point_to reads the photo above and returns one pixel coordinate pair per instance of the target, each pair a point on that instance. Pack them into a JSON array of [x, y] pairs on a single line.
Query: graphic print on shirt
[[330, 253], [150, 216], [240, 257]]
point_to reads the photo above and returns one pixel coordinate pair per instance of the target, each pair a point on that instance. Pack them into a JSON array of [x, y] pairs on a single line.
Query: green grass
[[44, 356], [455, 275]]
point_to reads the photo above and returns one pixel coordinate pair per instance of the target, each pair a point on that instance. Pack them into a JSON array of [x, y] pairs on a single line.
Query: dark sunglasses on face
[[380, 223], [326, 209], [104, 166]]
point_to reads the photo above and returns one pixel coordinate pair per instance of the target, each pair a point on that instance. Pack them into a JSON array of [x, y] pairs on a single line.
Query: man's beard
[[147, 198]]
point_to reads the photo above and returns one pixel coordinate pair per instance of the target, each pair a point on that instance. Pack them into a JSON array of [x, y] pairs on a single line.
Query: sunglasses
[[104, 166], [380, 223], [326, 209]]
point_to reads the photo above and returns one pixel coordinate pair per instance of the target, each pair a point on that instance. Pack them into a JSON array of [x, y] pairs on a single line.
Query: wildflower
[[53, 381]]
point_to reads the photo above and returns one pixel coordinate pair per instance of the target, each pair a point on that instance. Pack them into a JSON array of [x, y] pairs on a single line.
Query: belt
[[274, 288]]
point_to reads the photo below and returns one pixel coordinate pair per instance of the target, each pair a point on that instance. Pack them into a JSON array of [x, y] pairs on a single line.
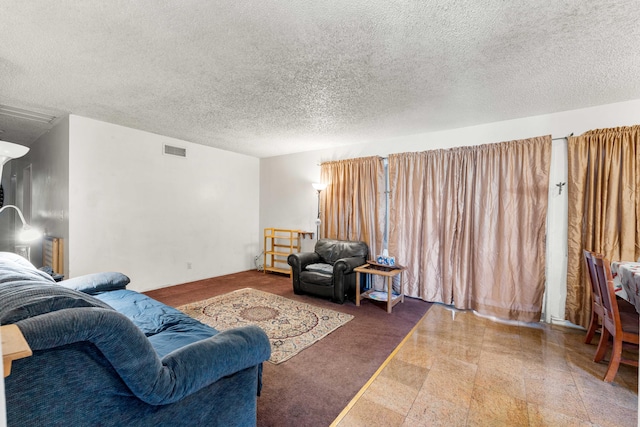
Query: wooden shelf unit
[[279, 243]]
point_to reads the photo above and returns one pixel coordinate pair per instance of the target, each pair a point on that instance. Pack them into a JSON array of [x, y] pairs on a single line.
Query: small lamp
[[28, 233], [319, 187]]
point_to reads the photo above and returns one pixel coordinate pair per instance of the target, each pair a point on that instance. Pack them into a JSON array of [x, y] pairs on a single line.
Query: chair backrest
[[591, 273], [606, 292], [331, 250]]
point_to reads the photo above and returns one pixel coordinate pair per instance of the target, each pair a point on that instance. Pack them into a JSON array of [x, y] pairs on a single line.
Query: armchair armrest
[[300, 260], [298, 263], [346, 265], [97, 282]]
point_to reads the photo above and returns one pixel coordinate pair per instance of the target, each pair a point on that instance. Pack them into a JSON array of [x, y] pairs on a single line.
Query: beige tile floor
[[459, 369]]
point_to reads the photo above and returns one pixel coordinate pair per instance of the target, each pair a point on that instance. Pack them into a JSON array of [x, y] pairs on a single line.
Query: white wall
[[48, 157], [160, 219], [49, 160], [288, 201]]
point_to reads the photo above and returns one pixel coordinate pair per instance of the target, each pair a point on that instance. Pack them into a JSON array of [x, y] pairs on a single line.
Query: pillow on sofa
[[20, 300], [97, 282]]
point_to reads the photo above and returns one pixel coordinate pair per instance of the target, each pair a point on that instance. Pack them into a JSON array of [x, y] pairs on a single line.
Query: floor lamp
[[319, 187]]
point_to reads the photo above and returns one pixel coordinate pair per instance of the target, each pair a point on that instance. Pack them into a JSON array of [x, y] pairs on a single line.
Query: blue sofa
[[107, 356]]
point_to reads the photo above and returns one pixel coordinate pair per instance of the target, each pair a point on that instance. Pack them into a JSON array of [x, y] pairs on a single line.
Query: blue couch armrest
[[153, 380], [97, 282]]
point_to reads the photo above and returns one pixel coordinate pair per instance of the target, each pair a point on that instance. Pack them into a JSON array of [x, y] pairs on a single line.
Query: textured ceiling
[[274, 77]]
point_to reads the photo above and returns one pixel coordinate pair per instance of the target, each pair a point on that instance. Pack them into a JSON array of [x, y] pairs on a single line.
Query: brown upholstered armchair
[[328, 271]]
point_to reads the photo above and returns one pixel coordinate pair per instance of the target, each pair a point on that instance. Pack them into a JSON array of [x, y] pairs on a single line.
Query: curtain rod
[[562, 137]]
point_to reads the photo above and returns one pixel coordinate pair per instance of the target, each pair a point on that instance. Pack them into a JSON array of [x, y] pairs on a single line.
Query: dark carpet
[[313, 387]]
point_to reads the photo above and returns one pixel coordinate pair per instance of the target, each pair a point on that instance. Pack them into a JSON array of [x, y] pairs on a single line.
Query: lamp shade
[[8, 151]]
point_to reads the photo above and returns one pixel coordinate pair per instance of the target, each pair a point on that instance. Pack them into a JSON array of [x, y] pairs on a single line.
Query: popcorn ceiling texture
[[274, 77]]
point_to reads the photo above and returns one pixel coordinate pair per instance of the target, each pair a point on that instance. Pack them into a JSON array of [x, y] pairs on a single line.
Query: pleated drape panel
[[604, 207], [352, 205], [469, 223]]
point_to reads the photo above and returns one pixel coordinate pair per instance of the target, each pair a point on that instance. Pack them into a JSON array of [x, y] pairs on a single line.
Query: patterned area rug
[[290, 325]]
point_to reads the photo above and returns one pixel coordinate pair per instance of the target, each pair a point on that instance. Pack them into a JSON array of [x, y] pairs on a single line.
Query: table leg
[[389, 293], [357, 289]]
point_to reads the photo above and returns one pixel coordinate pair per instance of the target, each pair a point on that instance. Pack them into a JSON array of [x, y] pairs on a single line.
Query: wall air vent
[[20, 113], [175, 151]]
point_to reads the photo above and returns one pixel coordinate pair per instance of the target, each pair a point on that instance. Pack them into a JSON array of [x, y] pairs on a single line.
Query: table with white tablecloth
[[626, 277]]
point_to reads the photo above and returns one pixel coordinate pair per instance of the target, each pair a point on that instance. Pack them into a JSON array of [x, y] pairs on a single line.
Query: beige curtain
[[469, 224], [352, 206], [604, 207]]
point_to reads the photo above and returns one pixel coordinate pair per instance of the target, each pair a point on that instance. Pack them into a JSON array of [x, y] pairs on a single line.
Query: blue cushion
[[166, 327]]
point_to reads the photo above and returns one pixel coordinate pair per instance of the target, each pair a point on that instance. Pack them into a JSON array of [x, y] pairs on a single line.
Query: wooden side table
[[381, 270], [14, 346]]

---

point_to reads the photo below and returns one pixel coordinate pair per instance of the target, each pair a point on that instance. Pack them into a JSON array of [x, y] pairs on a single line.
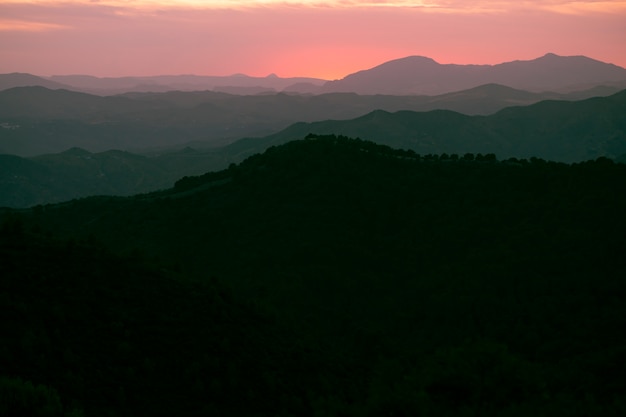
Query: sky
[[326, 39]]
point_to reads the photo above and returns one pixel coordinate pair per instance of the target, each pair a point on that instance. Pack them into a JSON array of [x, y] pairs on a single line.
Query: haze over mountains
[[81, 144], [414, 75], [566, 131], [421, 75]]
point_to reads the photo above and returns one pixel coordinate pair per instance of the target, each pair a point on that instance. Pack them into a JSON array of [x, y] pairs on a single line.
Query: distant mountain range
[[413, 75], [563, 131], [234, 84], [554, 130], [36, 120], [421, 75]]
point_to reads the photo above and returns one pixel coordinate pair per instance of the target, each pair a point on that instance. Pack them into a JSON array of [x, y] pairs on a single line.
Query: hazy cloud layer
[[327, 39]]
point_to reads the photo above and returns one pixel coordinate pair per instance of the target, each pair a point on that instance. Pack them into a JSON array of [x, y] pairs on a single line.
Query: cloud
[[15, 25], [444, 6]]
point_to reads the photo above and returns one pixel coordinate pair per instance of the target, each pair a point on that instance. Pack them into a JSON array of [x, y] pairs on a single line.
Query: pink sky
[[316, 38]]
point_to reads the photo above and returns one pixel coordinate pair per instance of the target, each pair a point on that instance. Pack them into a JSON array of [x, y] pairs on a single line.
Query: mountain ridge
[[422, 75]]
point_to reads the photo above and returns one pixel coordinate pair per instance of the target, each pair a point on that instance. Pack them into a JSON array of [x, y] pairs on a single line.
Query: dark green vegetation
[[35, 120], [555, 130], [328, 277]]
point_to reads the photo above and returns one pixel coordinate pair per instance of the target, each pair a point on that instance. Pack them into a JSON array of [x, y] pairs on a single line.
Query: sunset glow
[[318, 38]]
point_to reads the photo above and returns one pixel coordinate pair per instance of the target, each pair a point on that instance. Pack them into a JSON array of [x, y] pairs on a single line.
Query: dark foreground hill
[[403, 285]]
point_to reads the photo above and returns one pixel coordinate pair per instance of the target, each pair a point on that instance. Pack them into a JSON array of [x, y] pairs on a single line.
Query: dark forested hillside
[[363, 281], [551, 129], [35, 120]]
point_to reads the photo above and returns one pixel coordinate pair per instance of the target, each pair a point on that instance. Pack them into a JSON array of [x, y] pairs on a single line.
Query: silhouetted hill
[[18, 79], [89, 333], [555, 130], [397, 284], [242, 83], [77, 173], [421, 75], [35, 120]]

---

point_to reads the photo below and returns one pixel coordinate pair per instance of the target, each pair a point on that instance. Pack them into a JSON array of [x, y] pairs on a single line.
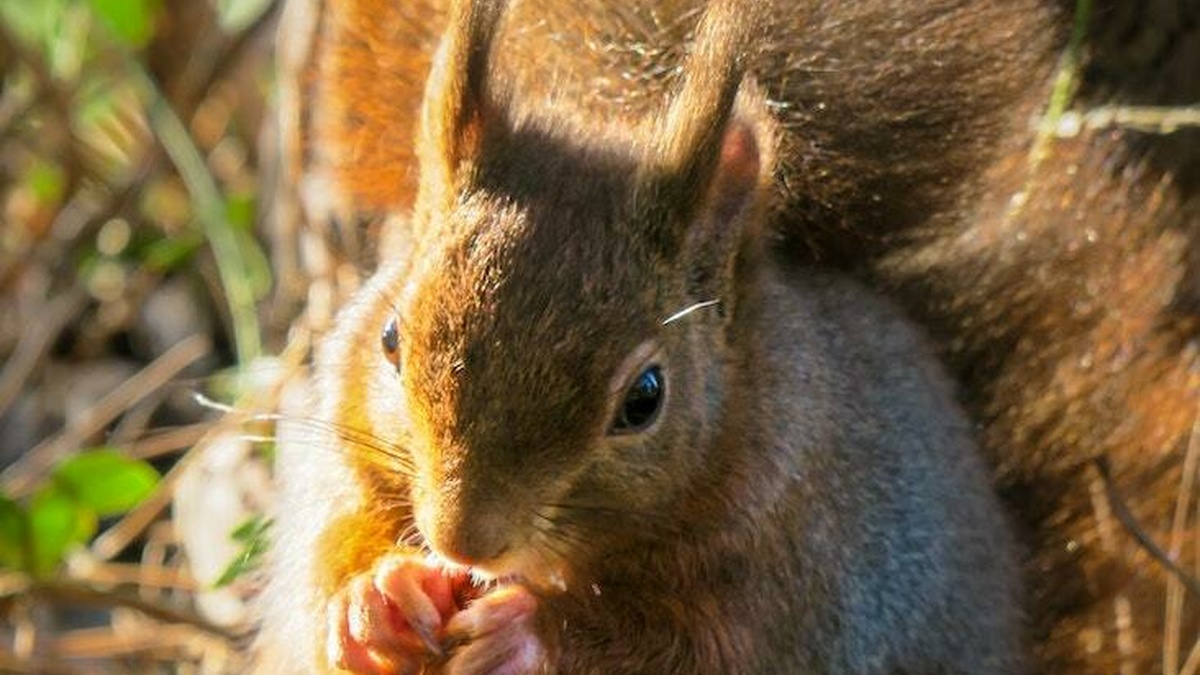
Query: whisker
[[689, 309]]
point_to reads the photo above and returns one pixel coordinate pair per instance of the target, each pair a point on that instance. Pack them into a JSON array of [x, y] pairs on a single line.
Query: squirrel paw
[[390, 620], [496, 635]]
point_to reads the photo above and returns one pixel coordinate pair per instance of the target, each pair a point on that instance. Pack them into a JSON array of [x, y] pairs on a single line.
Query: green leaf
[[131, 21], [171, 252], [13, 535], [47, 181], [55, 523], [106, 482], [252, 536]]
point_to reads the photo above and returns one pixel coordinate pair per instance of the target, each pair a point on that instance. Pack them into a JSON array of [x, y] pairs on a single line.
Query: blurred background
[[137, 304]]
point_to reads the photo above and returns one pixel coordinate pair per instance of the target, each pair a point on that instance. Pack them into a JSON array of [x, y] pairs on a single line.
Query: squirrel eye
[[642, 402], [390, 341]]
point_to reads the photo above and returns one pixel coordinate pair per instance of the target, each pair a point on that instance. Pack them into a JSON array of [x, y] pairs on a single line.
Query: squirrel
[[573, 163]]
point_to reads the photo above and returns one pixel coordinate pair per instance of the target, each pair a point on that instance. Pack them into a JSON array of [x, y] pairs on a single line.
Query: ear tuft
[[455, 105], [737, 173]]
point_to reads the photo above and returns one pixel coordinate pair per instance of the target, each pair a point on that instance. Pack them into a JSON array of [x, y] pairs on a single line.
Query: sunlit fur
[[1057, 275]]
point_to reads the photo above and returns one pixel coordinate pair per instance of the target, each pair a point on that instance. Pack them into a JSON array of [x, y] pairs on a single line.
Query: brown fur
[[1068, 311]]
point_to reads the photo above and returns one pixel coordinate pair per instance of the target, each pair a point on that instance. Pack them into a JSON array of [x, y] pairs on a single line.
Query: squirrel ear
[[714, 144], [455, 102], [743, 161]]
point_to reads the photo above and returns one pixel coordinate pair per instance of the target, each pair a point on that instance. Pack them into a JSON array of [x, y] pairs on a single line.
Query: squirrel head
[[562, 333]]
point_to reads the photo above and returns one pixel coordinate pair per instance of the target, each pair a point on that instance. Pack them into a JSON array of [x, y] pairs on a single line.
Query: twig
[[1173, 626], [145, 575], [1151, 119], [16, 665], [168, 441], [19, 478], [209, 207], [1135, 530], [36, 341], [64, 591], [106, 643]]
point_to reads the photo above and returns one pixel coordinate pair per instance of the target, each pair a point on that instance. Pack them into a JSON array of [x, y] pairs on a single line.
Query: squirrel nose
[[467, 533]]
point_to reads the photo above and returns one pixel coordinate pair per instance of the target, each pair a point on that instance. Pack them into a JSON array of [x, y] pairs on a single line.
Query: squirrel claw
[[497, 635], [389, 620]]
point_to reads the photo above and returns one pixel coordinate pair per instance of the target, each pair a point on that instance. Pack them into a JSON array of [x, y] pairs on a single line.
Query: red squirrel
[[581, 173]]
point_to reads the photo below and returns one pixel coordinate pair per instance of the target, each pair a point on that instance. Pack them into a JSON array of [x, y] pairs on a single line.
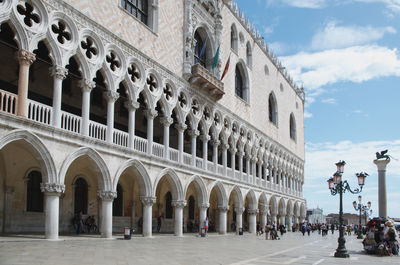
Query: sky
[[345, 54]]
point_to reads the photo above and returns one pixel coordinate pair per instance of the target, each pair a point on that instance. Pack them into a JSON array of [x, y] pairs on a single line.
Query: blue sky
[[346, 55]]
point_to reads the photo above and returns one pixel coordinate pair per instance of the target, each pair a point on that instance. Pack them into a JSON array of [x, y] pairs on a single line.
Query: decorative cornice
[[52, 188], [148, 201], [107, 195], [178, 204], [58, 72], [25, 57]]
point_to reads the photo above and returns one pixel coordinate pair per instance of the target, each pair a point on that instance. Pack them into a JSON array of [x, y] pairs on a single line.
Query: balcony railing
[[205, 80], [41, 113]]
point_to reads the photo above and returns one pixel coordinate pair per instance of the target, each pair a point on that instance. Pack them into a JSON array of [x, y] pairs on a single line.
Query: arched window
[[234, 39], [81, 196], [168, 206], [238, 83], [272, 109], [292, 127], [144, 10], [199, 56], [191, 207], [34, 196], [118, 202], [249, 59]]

Task
Count how many lines of the records contain the word "beige" and give only that number.

Problem solution
2